_Work required_
Could you reproduce all of the lines below word for word?

(Saved entries)
───
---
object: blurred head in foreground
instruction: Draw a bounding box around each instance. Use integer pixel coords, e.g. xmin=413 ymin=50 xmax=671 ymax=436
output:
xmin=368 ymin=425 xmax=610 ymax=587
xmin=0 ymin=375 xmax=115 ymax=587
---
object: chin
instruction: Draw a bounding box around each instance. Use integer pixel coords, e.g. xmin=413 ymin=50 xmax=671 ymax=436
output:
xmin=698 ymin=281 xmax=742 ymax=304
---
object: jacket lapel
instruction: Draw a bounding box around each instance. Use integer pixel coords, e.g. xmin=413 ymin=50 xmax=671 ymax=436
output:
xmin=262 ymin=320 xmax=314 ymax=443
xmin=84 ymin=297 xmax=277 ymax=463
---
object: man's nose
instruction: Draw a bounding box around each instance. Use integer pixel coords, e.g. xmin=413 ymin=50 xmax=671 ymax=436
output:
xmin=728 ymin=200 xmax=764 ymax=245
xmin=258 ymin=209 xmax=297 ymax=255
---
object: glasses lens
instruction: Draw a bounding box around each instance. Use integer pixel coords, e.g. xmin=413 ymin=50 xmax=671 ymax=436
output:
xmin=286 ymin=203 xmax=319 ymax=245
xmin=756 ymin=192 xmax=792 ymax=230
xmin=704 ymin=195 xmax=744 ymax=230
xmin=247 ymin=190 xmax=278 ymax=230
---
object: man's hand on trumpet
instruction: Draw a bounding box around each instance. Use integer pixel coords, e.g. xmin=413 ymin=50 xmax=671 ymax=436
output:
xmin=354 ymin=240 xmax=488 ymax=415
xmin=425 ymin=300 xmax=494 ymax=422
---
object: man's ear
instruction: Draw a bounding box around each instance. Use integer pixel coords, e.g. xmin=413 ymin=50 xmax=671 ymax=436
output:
───
_Answer to this problem_
---
object: blurred head in foreground
instruction: Draw a bounding box around each instance. Use integer pixel coords, e.g. xmin=413 ymin=50 xmax=671 ymax=436
output:
xmin=368 ymin=425 xmax=610 ymax=587
xmin=0 ymin=375 xmax=115 ymax=587
---
object: chin
instruction: Draw a bounding box around each instance. Use integer pixel coords, e.g. xmin=413 ymin=50 xmax=671 ymax=436
output:
xmin=698 ymin=281 xmax=742 ymax=304
---
object: jacket lapel
instruction: Draw a bounding box around each instance. Use integer pixel coords, e.g. xmin=413 ymin=50 xmax=671 ymax=436
output:
xmin=262 ymin=320 xmax=314 ymax=443
xmin=84 ymin=297 xmax=277 ymax=463
---
object: man's nose
instruction: Draw a bounding box around each instance. Use integer pixel coords, e.g. xmin=413 ymin=50 xmax=671 ymax=436
output:
xmin=728 ymin=200 xmax=764 ymax=245
xmin=258 ymin=209 xmax=297 ymax=255
---
object: glasses lens
instruction: Draw a bounding box around each instance. Use integer pixel coords, e.g. xmin=413 ymin=50 xmax=671 ymax=436
output:
xmin=286 ymin=203 xmax=319 ymax=245
xmin=756 ymin=192 xmax=792 ymax=230
xmin=704 ymin=195 xmax=744 ymax=230
xmin=247 ymin=190 xmax=278 ymax=230
---
object: man's hand on trumpet
instruction: Draw a bounding box around each instance. Use integer pixel coords, e.g. xmin=413 ymin=50 xmax=671 ymax=436
output:
xmin=354 ymin=240 xmax=488 ymax=415
xmin=425 ymin=300 xmax=494 ymax=422
---
object: man's ear
instruction: Draw a bounding box around each instance. Use integer pixel coords, e.g. xmin=413 ymin=50 xmax=671 ymax=436
output:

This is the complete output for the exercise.